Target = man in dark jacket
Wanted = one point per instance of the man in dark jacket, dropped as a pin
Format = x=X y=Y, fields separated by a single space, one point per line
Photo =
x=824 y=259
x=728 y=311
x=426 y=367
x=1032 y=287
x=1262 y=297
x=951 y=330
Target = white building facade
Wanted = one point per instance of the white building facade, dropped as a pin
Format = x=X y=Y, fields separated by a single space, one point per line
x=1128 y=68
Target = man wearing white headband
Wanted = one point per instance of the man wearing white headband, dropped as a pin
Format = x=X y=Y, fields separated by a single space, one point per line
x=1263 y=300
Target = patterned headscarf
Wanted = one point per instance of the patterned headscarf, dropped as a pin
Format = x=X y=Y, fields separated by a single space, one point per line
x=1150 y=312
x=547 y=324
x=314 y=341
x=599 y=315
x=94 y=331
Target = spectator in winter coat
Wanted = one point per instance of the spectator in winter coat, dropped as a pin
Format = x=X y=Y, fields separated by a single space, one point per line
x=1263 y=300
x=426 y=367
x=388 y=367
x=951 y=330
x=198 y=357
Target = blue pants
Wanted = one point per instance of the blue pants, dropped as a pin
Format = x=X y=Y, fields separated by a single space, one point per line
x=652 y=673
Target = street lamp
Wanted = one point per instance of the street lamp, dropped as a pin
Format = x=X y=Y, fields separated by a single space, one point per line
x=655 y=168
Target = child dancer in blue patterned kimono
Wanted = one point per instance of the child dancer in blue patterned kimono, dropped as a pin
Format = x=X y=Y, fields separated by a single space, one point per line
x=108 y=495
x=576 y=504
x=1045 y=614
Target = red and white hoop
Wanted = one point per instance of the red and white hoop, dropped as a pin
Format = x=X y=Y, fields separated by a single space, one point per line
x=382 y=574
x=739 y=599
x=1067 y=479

* **INSTRUCTIONS FOR THE TASK**:
The records above must be written out again exactly.

* **ANSWER TO THIS EXERCISE**:
Target = man in dark jacket
Wanted = one point per instance of the man in dark jacket, dropped as a pin
Format = x=X y=Y, fields separated by a single space, one point per line
Photo =
x=824 y=259
x=728 y=311
x=426 y=367
x=1032 y=287
x=1262 y=297
x=951 y=330
Target = white building facade
Wanted = one point per instance of the white building facade, dropped as a pin
Format = x=X y=Y, fields separated by a single space, one point per line
x=1128 y=68
Target = man wearing white headband
Wanted = one point per instance of the man wearing white headband, dropped as a pin
Format = x=X y=Y, fields separated by a single space, one point per line
x=1263 y=300
Target = patterned headscarf
Wanted = one point per instance of the patterned headscarf, dropped as a pin
Format = x=X y=Y, fields separated by a single space, one point per line
x=1150 y=312
x=547 y=324
x=314 y=341
x=599 y=315
x=94 y=331
Target = spectator in winter coat
Wanted = one point per instance of the spectator in winter coat, dropped as a pin
Format = x=X y=Y, fields separated by a single space, one point per line
x=1263 y=300
x=426 y=367
x=388 y=367
x=951 y=330
x=198 y=357
Target = blue pants
Wanted = one point per instance of the blue pants, dropped as a pin
Format = x=X y=Y, fields separated by a single space, one point per line
x=652 y=673
Target = street lamp
Wanted = one point per instance of the street lamp, dropped as a pin
Format = x=X y=Y, fields separated by a single space, one point per line
x=655 y=168
Target = child dancer in blue patterned kimono
Wanted = one point per instance of the child dancer in blue patterned kimono, dropped as a pin
Format = x=X y=Y, fields separated by a single space, one point per line
x=108 y=495
x=576 y=504
x=1045 y=614
Target = red and white hoop
Wanted = one point per instance of the red and white hoop, dropped as a pin
Format = x=X y=Y, fields separated by a single space, one point per line
x=382 y=574
x=739 y=599
x=1067 y=479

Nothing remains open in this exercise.